__TASK STATEMENT__:
Copy only this range: the line with "Segment the dog's head." through the final line of the material, inclusive at both ends.

- - -

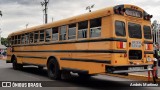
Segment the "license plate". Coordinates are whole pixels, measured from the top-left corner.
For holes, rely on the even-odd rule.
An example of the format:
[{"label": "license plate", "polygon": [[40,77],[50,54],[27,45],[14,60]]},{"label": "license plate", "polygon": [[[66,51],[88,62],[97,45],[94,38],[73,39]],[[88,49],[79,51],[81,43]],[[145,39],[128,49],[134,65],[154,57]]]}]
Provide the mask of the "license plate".
[{"label": "license plate", "polygon": [[131,42],[131,47],[132,48],[140,48],[141,47],[141,41],[132,41]]},{"label": "license plate", "polygon": [[130,71],[141,71],[141,70],[144,70],[144,67],[129,67],[128,70],[130,70]]}]

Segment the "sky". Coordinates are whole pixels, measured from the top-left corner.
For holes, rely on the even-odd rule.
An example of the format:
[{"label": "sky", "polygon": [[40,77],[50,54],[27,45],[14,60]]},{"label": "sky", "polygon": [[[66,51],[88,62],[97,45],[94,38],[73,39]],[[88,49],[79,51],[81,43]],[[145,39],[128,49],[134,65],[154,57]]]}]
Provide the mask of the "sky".
[{"label": "sky", "polygon": [[[29,27],[44,24],[43,9],[40,2],[44,0],[0,0],[1,36]],[[141,7],[154,20],[160,20],[160,0],[49,0],[48,22],[65,19],[87,13],[86,7],[95,4],[92,11],[118,4],[133,4]]]}]

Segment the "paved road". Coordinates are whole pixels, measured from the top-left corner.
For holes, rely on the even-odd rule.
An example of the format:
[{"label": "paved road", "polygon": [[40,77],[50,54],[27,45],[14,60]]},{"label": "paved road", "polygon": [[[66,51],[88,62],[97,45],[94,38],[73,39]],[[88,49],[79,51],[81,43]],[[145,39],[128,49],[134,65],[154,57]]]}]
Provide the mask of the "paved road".
[{"label": "paved road", "polygon": [[[120,90],[159,90],[159,87],[129,87],[128,82],[131,80],[111,77],[106,75],[94,76],[89,80],[81,79],[74,75],[70,80],[50,80],[46,70],[38,70],[37,67],[25,67],[23,70],[13,70],[12,64],[6,64],[0,60],[0,81],[52,81],[55,87],[31,88],[33,90],[101,90],[101,89],[120,89]],[[125,87],[122,87],[125,86]],[[27,88],[0,88],[7,90],[22,90]]]}]

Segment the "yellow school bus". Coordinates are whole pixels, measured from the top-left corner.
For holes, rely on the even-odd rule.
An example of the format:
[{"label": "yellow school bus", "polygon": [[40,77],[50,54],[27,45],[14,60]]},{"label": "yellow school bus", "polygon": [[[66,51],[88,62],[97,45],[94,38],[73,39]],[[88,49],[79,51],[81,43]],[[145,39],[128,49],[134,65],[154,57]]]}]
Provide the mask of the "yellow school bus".
[{"label": "yellow school bus", "polygon": [[47,67],[52,79],[63,71],[85,77],[147,71],[153,59],[151,18],[123,4],[13,32],[6,62],[13,69]]}]

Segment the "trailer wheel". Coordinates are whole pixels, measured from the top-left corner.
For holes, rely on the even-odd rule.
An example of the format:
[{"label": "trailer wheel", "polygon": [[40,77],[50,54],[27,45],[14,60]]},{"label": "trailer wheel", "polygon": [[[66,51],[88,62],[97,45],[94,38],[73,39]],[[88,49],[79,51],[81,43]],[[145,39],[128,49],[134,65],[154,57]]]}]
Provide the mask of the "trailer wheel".
[{"label": "trailer wheel", "polygon": [[57,60],[51,58],[47,64],[48,76],[51,79],[61,79],[61,71]]}]

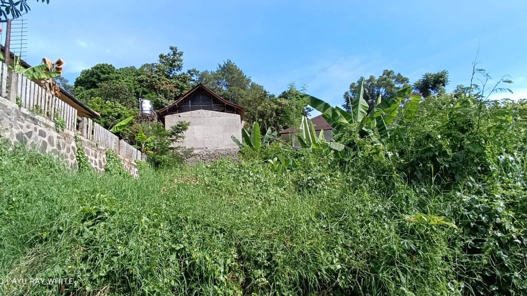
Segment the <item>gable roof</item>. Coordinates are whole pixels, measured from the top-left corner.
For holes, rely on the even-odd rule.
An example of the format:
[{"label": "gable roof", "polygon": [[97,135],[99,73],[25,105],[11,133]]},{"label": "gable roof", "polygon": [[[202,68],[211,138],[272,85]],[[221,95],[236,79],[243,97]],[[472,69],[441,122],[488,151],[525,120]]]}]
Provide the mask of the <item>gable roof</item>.
[{"label": "gable roof", "polygon": [[212,97],[213,99],[219,101],[226,106],[229,106],[231,107],[234,109],[235,114],[240,115],[240,120],[243,120],[243,114],[245,114],[245,108],[223,99],[221,97],[218,96],[211,89],[201,83],[198,84],[198,85],[194,86],[192,89],[189,90],[186,94],[178,98],[177,100],[175,100],[175,101],[174,101],[174,103],[160,109],[157,112],[158,117],[160,118],[163,118],[162,120],[164,121],[164,117],[165,116],[171,114],[171,111],[172,110],[177,109],[177,108],[181,105],[187,99],[190,98],[192,95],[198,91],[206,93]]},{"label": "gable roof", "polygon": [[[331,126],[326,119],[324,119],[324,116],[322,114],[318,116],[315,116],[313,118],[309,119],[312,123],[313,123],[313,126],[315,127],[315,130],[318,131],[319,130],[333,130],[333,128]],[[290,134],[293,132],[293,128],[289,127],[284,129],[284,130],[280,132],[280,134]]]}]

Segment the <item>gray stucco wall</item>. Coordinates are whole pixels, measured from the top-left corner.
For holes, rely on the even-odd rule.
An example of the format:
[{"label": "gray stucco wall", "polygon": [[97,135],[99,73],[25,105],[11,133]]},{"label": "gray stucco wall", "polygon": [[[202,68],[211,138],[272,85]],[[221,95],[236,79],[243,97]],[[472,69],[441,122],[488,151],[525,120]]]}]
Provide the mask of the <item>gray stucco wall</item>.
[{"label": "gray stucco wall", "polygon": [[165,116],[169,129],[179,121],[190,123],[185,139],[177,145],[194,149],[190,162],[198,159],[214,160],[222,156],[236,156],[239,150],[231,137],[241,140],[240,116],[208,110],[197,110]]},{"label": "gray stucco wall", "polygon": [[[25,108],[19,108],[14,102],[0,97],[0,136],[13,144],[22,143],[42,153],[59,157],[72,168],[77,168],[77,148],[73,132],[57,131],[55,124],[46,118],[31,114]],[[99,172],[104,171],[106,150],[104,147],[81,137],[88,161]],[[125,169],[134,177],[138,176],[134,161],[121,158]]]}]

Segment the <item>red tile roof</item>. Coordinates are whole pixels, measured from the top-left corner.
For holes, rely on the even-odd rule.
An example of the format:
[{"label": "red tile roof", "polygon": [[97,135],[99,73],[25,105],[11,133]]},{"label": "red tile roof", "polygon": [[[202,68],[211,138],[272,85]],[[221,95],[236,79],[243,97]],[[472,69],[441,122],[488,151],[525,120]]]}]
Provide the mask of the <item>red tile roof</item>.
[{"label": "red tile roof", "polygon": [[[310,119],[313,123],[313,126],[315,127],[315,130],[318,131],[321,129],[324,130],[333,130],[333,128],[331,127],[331,125],[326,121],[323,117],[322,114],[318,116],[315,116]],[[290,127],[284,129],[282,131],[280,131],[280,134],[289,134],[292,132],[293,131],[293,128]]]}]

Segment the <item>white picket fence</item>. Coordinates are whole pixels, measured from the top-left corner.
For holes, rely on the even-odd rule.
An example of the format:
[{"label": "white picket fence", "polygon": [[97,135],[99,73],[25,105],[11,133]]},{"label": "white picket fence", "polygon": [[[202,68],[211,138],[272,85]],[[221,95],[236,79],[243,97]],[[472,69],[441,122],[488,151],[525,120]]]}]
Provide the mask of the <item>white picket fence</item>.
[{"label": "white picket fence", "polygon": [[16,75],[16,85],[11,86],[10,89],[17,92],[17,104],[21,104],[21,107],[55,121],[55,117],[60,116],[64,120],[65,129],[74,132],[78,130],[83,137],[113,150],[124,158],[133,160],[146,159],[146,156],[140,151],[120,140],[118,137],[90,118],[78,118],[80,119],[80,124],[77,126],[76,109],[22,74],[8,72],[7,65],[0,63],[0,95],[2,97],[7,98],[9,96],[7,93],[8,75]]},{"label": "white picket fence", "polygon": [[94,122],[91,118],[82,117],[79,126],[81,135],[99,145],[113,150],[121,156],[134,160],[143,159],[143,154],[132,146]]},{"label": "white picket fence", "polygon": [[7,65],[2,63],[0,63],[0,95],[4,98],[7,96]]},{"label": "white picket fence", "polygon": [[12,72],[12,74],[17,75],[17,96],[22,107],[52,121],[60,116],[65,123],[64,128],[73,131],[77,130],[76,109],[24,75]]}]

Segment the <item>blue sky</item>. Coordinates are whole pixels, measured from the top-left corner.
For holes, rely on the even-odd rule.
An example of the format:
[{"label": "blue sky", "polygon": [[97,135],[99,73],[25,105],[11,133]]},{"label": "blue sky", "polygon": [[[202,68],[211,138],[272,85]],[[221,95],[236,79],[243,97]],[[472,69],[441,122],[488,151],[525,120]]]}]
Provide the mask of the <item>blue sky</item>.
[{"label": "blue sky", "polygon": [[230,59],[253,81],[278,94],[291,81],[339,104],[351,82],[391,69],[412,82],[446,69],[468,84],[480,67],[510,75],[514,95],[527,98],[525,0],[266,0],[31,2],[28,53],[66,63],[73,83],[100,63],[139,66],[170,45],[185,68],[214,69]]}]

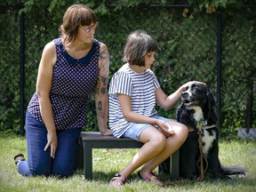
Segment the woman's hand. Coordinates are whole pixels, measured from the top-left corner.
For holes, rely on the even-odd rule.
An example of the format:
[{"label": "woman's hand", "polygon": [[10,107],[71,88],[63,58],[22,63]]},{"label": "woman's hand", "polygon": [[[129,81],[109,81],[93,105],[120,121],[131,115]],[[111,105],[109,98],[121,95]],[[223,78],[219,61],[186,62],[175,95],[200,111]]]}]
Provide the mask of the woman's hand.
[{"label": "woman's hand", "polygon": [[55,132],[51,132],[47,133],[47,144],[44,148],[44,151],[47,150],[47,148],[49,147],[51,147],[50,150],[51,150],[51,156],[52,158],[55,157],[55,152],[57,149],[57,146],[58,146],[58,137],[57,137],[57,133],[56,131]]}]

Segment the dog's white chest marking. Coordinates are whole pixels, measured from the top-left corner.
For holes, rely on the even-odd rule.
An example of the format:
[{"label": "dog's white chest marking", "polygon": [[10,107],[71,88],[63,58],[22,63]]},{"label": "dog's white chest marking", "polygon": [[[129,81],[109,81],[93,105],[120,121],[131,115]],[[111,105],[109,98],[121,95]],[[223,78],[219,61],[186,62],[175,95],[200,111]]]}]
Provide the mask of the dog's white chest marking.
[{"label": "dog's white chest marking", "polygon": [[203,111],[200,107],[194,107],[193,109],[195,110],[193,117],[196,122],[200,122],[202,119],[204,119]]},{"label": "dog's white chest marking", "polygon": [[204,130],[204,136],[202,138],[204,142],[204,154],[207,155],[208,151],[212,147],[213,140],[216,140],[216,132],[212,132],[212,135],[210,135],[207,130]]}]

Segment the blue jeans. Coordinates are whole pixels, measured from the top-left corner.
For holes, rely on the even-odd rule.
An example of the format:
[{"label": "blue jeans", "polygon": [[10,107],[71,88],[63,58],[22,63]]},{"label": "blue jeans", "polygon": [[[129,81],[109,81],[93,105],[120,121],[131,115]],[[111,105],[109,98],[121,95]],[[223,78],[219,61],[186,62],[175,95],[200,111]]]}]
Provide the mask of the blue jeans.
[{"label": "blue jeans", "polygon": [[44,151],[47,143],[47,130],[44,124],[26,114],[26,138],[28,160],[18,164],[18,172],[24,176],[55,175],[68,177],[76,168],[78,136],[81,129],[57,130],[58,147],[55,157],[50,156],[50,147]]}]

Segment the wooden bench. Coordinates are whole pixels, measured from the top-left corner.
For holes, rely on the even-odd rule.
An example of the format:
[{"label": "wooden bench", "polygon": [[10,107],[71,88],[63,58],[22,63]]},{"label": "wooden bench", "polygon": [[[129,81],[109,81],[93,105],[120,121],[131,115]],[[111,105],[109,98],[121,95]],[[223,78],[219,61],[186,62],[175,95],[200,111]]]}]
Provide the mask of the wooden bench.
[{"label": "wooden bench", "polygon": [[[143,143],[124,138],[101,136],[96,132],[82,132],[80,134],[78,150],[78,167],[84,167],[85,180],[92,180],[92,148],[140,148]],[[170,157],[170,179],[179,178],[179,150]],[[80,165],[80,166],[79,166]],[[161,171],[159,169],[159,171]]]}]

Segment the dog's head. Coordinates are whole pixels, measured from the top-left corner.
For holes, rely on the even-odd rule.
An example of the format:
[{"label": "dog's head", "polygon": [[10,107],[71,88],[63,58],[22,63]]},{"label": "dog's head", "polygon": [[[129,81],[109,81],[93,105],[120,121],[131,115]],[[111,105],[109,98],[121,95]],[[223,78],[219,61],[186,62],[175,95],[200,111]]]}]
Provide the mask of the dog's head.
[{"label": "dog's head", "polygon": [[216,115],[213,110],[214,98],[206,86],[200,84],[190,84],[181,93],[181,100],[183,108],[192,111],[191,113],[202,110],[202,117],[197,117],[198,119],[196,121],[208,121],[210,119],[216,121]]}]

- - -

__ANSWER TO THIS EXERCISE__:
Segment the dog's head. Coordinates are whole pixels, measured from the top-left corner.
For holes, rely on the even-odd rule.
An example of the format:
[{"label": "dog's head", "polygon": [[10,107],[71,88],[63,58],[22,63]]},{"label": "dog's head", "polygon": [[[129,81],[109,81],[93,105],[120,121],[131,115]],[[111,105],[109,98],[121,95]],[[223,78],[219,61],[186,62],[175,95],[200,111]]]}]
Provide the mask of the dog's head.
[{"label": "dog's head", "polygon": [[216,115],[213,110],[214,98],[206,86],[200,84],[190,84],[181,93],[181,100],[183,108],[192,111],[191,113],[202,110],[202,117],[197,117],[198,119],[196,121],[208,121],[210,119],[216,121]]}]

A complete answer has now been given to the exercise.